— DATA SUPPLIED —

^^^^

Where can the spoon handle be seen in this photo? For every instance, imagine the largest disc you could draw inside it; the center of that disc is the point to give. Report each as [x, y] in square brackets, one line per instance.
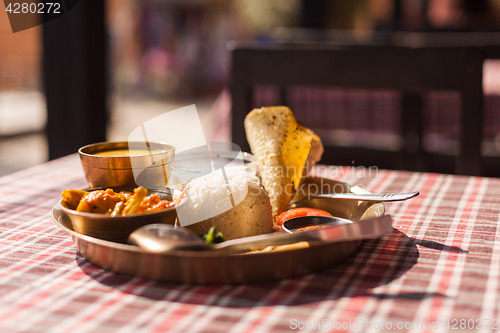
[369, 196]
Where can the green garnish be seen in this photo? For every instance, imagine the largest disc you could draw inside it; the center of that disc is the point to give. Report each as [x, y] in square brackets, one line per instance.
[213, 236]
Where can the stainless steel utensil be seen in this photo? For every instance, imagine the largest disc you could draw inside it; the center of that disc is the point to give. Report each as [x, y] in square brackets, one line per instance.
[294, 224]
[380, 197]
[163, 238]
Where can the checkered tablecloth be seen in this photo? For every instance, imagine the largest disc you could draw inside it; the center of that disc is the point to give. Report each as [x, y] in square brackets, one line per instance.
[439, 271]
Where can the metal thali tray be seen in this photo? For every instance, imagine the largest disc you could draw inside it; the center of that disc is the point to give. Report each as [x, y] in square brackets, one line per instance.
[209, 267]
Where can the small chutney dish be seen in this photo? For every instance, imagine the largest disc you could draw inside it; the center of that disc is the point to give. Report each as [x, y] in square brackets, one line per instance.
[106, 164]
[118, 228]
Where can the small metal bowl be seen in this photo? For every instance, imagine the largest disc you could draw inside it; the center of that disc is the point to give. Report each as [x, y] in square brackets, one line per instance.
[118, 228]
[150, 167]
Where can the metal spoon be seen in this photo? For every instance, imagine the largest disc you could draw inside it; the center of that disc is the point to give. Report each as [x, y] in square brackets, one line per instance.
[379, 197]
[294, 224]
[165, 238]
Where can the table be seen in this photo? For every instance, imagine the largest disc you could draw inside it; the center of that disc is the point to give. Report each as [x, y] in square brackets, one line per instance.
[440, 267]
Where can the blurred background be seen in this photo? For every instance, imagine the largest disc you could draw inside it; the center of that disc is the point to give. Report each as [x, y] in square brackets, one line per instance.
[161, 55]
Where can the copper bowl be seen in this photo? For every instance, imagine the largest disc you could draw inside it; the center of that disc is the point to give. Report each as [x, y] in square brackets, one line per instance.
[118, 228]
[135, 163]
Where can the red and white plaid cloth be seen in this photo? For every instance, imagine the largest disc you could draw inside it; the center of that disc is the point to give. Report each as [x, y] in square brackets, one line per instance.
[439, 271]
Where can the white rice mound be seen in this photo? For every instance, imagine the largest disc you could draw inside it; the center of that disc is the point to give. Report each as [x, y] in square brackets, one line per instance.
[209, 201]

^^^^

— YOUR OBJECTIVE —
Retype, without any change, the lines from the one containing "Where can the small chutney" through the final line of the material above, and no others.

— ANSWER FOR THE TASK —
Where can the small chutney dish be seen in this photo? For every instance, imagine the largest disc you could draw inside it; the center of that disc is the point to give. Report each as [x, y] in square brackets, one line per instance.
[106, 164]
[118, 228]
Where can the small metal bowl be seen in this photo? For every instance, imagine the largest disc you could draw inside it; the center of that disc is the point to give. Report each as [x, y] in square brackets, one line per instance.
[118, 228]
[150, 167]
Where can the metal spoon be seen in this photo? For every instance, imagine the largest disc you could draw inside it; the center of that disc is the point to give. Report each as [x, y] in square brackets, one line per instance.
[379, 197]
[294, 224]
[165, 238]
Where can the table be seen in this photo? For every instance, imagine the largest disc you could draw inside it; the center of that disc is the point to give. Report each as [x, y] in square brackets, one line per instance.
[440, 267]
Where can the blurred background be seen in this photo? For every instance, imagine the largest disc you could draw inside it; the center of that disc is the point to give. Report each as [x, y] in square brackets, one line per instance.
[161, 55]
Where can the copper bowl be seen in this photo? For every instance, imagine the largest disc you could draw inside it; the center of that disc is the point to give. Report each as [x, y] in square brackets, one line per instance.
[118, 228]
[135, 163]
Where can the red and white plaid cloth be seen in this photo? For every instance, imagine the largest disc you could draw inside it; the center of that disc is the point to give. Report each as [x, y] in square brackets, one line per instance.
[439, 271]
Where can the white rice mound be seen in this photo? For every instance, imagine the largest disc you could draw inside it; the center of that disc is the point to give. Report each as [x, y] in square brackets, one line per instance.
[209, 201]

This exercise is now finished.